::: DATASET

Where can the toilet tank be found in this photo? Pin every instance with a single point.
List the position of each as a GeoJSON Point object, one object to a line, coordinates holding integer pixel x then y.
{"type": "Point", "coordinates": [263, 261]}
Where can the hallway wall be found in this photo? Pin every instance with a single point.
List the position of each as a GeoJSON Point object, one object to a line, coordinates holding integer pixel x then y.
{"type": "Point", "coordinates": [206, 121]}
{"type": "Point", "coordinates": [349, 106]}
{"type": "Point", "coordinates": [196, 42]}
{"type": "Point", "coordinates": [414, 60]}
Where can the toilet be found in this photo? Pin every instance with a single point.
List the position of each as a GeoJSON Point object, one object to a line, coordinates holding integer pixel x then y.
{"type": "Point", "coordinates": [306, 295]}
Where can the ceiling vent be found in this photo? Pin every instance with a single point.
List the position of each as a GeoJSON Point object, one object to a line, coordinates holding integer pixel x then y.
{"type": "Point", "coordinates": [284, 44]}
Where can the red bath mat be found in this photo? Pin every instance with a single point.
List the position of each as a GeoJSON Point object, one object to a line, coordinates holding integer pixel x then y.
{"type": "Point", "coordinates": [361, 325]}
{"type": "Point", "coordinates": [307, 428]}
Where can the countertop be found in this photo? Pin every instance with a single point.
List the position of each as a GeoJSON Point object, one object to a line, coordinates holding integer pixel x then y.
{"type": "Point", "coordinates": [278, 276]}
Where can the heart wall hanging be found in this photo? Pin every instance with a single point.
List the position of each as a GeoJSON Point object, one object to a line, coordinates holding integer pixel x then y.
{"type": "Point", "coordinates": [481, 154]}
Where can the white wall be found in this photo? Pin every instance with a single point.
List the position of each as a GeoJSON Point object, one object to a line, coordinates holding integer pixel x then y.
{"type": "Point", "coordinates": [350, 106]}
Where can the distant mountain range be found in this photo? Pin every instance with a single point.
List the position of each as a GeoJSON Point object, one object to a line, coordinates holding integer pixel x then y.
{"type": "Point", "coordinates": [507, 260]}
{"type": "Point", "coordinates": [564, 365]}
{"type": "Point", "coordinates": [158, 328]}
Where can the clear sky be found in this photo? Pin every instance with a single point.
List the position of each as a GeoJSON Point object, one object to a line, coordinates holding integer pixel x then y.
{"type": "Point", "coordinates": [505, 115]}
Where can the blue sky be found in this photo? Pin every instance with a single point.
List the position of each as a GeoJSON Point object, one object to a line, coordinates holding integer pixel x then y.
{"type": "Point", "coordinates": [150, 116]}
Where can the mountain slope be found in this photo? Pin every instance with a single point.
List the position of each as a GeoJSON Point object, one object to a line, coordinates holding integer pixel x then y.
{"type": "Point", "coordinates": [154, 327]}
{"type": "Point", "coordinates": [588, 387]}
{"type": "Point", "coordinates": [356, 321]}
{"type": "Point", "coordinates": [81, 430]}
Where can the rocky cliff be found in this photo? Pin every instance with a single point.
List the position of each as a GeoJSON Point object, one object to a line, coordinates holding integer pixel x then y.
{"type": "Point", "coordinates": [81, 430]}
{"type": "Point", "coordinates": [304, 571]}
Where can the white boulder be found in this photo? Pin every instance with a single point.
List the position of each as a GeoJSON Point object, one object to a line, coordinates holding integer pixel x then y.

::::::

*YOUR GOAL*:
The records above are to be returned exactly as they appear.

*THE ANSWER*:
Where can the toilet tank be found in this photo? Pin every instance with a single point.
List the position of each as a GeoJSON Point object, one object to a line, coordinates holding integer pixel x then y.
{"type": "Point", "coordinates": [263, 261]}
Where can the hallway wall be found in this photo? Pin every instance with a single point.
List the position of each as a GeoJSON Point object, one object to a line, coordinates holding integer pixel x then y.
{"type": "Point", "coordinates": [206, 121]}
{"type": "Point", "coordinates": [349, 106]}
{"type": "Point", "coordinates": [196, 42]}
{"type": "Point", "coordinates": [414, 60]}
Where can the toilet be found in this photo? Pin every instance with a single point.
List the position of each as a GeoJSON Point object, one object to a line, coordinates holding integer pixel x then y.
{"type": "Point", "coordinates": [306, 295]}
Where can the ceiling vent be found in this photo? Pin every instance with a single point.
List the position of each as a GeoJSON Point object, one object to a line, coordinates holding integer pixel x then y.
{"type": "Point", "coordinates": [284, 44]}
Where can the red bath mat be found in this photo? Pin every instance with a single point.
List the position of each as a GeoJSON Point object, one object to a line, coordinates holding integer pixel x then y.
{"type": "Point", "coordinates": [361, 325]}
{"type": "Point", "coordinates": [307, 428]}
Where can the countertop be found in this photo? Pin every instance with a single point.
List the position of each as a GeoJSON Point object, one object to a line, coordinates holding integer pixel x then y.
{"type": "Point", "coordinates": [278, 276]}
Where can the heart wall hanging be found in this photo? Pin every instance with a single point.
List the position of each as a GeoJSON Point object, one object to a line, coordinates holding integer pixel x then y.
{"type": "Point", "coordinates": [481, 154]}
Where can the white wall be found in this photo? Pin every instance with a single point.
List the position of each as a GeoJSON Point object, one object to a line, coordinates holding integer pixel x then y.
{"type": "Point", "coordinates": [350, 106]}
Where can the distant mountain range be found in this photo? Pin every instance with a single point.
List the position of each as a GeoJSON Point object, one object to a line, coordinates holding integer pixel x then y.
{"type": "Point", "coordinates": [507, 260]}
{"type": "Point", "coordinates": [564, 365]}
{"type": "Point", "coordinates": [158, 328]}
Where can the clear sky be found in this photo? Pin every instance with a single point.
List the position of each as a GeoJSON Point object, one object to a line, coordinates holding integer pixel x then y.
{"type": "Point", "coordinates": [505, 115]}
Where can the blue sky be found in this photo? Pin every instance with a single point.
List the position of each as a GeoJSON Point object, one object to a line, coordinates holding integer pixel x then y.
{"type": "Point", "coordinates": [150, 116]}
Where can the mountain slope be found in this photo? Pin every instance with a single point.
List the position of each as a GeoJSON Point object, one object to a line, coordinates holding integer pixel x then y.
{"type": "Point", "coordinates": [154, 327]}
{"type": "Point", "coordinates": [588, 387]}
{"type": "Point", "coordinates": [356, 321]}
{"type": "Point", "coordinates": [81, 430]}
Where can the rocky cliff be found in this photo? Pin every instance with a single point.
List the position of each as a GeoJSON Point object, one object to a line, coordinates holding integer pixel x then y.
{"type": "Point", "coordinates": [81, 430]}
{"type": "Point", "coordinates": [304, 571]}
Where can the white boulder be found in this photo? Pin every instance with a single point.
List the position of each as a GeoJSON Point object, one object to a line, coordinates holding integer pixel x then y.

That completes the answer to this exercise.